• _Set task_
Quote the line containing "Could you please point out the black hat" and all lines that follow it in the listing below, exactly as written.

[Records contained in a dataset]
========================

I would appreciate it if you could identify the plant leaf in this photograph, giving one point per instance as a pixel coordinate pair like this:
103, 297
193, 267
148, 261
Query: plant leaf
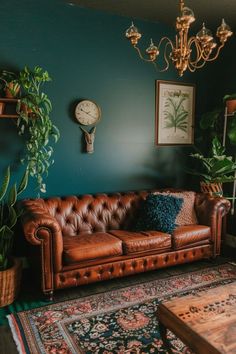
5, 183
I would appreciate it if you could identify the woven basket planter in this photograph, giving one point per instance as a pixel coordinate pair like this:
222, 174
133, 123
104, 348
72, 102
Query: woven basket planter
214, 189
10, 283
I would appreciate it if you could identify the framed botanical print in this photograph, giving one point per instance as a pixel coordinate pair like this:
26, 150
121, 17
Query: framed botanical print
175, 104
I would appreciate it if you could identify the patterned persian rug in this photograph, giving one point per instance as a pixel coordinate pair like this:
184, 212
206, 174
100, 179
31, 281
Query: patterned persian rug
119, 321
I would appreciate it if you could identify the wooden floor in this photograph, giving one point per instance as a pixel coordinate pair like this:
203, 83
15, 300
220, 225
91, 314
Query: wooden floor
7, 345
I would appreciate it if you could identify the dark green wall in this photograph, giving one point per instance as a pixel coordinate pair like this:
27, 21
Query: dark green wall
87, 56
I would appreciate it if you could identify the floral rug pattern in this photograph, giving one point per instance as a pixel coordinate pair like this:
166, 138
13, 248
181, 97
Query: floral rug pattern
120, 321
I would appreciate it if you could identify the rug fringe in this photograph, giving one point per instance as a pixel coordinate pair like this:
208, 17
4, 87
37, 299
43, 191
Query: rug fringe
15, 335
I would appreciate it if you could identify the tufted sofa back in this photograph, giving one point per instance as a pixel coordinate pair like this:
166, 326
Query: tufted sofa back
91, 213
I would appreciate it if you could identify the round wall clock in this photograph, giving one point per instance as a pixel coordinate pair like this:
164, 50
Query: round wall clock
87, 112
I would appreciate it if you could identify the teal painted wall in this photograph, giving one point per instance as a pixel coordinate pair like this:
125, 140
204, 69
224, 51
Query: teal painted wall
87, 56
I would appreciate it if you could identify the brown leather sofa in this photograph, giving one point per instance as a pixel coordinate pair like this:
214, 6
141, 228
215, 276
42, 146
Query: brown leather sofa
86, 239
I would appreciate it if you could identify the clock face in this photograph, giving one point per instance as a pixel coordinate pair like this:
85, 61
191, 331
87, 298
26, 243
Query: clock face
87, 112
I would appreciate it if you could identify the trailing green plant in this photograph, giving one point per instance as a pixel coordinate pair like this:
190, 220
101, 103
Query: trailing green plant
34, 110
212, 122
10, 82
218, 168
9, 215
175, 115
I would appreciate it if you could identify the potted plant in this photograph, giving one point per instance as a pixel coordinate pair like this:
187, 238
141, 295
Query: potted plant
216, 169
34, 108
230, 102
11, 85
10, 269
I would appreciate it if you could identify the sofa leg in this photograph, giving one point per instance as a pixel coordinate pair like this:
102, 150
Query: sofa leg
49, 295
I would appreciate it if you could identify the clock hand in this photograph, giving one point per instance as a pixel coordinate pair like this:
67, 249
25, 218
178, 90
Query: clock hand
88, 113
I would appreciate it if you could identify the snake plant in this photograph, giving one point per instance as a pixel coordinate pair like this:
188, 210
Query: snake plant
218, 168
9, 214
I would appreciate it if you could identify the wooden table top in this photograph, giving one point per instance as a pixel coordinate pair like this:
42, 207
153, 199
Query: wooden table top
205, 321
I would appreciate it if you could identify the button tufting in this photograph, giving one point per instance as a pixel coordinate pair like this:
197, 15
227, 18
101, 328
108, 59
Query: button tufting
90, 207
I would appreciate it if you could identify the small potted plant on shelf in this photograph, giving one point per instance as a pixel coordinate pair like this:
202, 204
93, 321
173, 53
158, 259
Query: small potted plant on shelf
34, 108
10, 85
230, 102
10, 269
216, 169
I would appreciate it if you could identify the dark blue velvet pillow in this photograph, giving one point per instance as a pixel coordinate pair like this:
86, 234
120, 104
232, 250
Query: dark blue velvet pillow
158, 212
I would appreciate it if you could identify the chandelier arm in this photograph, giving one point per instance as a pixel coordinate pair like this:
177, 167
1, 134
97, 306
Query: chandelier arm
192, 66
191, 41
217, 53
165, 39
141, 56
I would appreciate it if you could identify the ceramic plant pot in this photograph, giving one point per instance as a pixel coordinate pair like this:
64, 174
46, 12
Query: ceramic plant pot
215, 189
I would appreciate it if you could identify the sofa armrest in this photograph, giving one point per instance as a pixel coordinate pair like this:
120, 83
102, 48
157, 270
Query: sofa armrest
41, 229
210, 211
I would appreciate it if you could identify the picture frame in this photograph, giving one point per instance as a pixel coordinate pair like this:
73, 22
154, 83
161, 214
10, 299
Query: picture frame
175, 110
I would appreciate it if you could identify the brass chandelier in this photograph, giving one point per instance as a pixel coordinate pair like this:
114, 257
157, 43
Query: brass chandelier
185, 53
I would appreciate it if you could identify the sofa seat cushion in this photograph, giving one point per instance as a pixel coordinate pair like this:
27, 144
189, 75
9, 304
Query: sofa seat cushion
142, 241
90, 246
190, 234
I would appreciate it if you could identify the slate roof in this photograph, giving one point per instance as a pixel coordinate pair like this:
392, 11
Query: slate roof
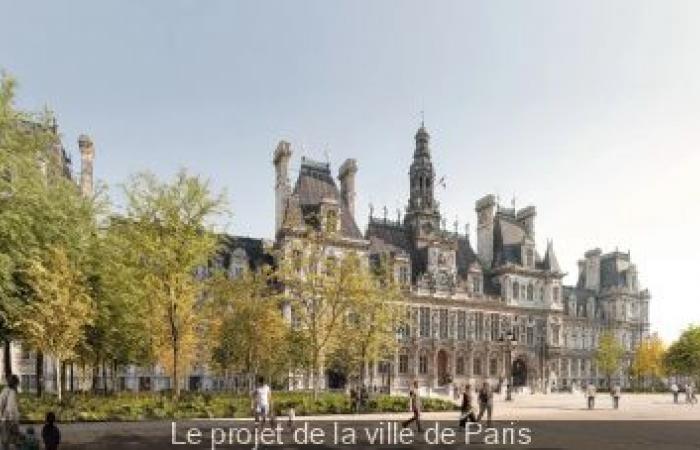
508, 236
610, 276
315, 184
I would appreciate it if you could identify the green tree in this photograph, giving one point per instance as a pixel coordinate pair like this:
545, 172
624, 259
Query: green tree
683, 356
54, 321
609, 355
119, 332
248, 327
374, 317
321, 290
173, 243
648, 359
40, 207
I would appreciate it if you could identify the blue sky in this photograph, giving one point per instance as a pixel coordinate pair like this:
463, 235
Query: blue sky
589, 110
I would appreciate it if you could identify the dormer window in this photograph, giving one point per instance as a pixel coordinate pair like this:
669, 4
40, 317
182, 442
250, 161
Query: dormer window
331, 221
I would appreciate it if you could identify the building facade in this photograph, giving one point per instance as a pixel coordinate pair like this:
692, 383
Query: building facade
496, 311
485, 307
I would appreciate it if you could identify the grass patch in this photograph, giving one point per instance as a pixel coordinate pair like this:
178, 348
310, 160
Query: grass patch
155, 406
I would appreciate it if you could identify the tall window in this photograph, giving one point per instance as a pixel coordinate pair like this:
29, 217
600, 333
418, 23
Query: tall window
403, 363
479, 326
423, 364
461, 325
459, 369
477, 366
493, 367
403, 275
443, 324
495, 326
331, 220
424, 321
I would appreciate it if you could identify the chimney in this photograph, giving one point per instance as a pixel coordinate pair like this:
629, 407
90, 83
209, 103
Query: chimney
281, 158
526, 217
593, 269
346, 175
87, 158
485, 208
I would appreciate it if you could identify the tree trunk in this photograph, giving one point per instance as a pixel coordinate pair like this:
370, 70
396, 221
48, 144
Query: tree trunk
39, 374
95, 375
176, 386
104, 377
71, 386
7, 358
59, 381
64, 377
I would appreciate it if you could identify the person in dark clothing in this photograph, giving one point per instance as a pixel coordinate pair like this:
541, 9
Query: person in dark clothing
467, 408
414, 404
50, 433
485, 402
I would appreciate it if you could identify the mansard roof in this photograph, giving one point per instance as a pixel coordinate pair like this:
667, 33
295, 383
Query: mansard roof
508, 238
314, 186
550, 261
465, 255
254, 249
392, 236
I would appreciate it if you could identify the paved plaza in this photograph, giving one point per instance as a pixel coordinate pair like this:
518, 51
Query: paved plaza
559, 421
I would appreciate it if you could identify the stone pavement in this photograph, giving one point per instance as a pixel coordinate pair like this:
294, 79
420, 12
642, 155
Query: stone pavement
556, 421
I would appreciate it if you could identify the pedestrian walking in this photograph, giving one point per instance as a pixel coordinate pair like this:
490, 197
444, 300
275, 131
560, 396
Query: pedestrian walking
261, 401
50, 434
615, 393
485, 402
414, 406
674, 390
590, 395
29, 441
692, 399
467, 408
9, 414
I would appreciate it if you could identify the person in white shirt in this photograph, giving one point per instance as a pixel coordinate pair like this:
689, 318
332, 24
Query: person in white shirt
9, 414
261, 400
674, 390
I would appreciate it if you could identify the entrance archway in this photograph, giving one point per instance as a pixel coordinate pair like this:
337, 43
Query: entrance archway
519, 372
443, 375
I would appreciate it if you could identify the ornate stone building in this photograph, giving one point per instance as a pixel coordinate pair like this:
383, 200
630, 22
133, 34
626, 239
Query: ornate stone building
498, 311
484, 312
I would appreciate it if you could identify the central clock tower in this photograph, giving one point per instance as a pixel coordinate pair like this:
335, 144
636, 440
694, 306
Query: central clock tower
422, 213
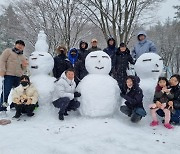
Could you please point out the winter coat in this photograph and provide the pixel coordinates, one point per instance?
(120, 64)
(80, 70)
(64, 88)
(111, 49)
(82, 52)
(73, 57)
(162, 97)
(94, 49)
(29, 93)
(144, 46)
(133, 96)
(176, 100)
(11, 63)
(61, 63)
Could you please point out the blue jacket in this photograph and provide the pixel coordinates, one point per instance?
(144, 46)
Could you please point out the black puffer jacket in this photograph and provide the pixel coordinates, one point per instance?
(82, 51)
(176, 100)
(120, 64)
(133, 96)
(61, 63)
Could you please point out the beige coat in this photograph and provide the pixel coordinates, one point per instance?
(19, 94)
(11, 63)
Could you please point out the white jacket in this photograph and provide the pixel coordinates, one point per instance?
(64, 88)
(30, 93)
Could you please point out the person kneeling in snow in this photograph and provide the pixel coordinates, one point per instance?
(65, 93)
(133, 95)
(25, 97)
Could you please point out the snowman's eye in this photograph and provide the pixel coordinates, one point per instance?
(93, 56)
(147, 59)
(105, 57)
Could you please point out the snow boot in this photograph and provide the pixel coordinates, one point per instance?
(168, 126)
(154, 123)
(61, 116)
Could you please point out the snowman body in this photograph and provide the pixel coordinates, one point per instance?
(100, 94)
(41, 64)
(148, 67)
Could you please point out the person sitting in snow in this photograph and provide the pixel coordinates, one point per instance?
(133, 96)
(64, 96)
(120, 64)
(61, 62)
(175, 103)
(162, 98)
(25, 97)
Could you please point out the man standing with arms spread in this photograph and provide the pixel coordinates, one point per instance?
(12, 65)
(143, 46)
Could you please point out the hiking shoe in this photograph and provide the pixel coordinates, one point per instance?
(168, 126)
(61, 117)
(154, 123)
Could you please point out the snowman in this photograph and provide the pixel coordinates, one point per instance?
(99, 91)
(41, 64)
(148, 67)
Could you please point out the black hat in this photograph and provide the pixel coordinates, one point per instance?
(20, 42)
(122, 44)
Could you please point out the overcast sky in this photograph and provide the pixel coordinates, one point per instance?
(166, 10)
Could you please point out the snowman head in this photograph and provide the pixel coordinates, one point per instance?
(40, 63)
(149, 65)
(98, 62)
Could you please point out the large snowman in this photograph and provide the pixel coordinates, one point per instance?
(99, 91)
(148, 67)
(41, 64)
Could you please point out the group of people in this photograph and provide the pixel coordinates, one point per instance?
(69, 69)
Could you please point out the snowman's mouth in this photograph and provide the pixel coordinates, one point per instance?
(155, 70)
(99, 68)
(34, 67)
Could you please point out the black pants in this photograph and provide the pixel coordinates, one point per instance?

========================

• _Solution for this problem_
Could you please point out the black hat in this photograph and provide the pixel coordinates, one point per instance?
(20, 42)
(122, 44)
Could you please point out the overcast sky in this photograph and provide the pixel coordinates, one point per instance?
(166, 10)
Could you please point out the snowman head in this photograph and provide the pixel coordinates, one point per instance?
(40, 63)
(149, 65)
(98, 62)
Could you please point out the large snowman in this photograph and provide the pixel coordinates, one point per instance?
(99, 91)
(148, 67)
(41, 64)
Could you please point out the group of people in this photograph and provide the pixel coordinates, one point per instance?
(69, 69)
Could you please point out the snowman's mouth in this photograph and provide the pixel coordinates, one point per instance?
(155, 70)
(99, 68)
(34, 67)
Could you please point out the black pants in this photograph and provide the pixel coordinates, one point per instance?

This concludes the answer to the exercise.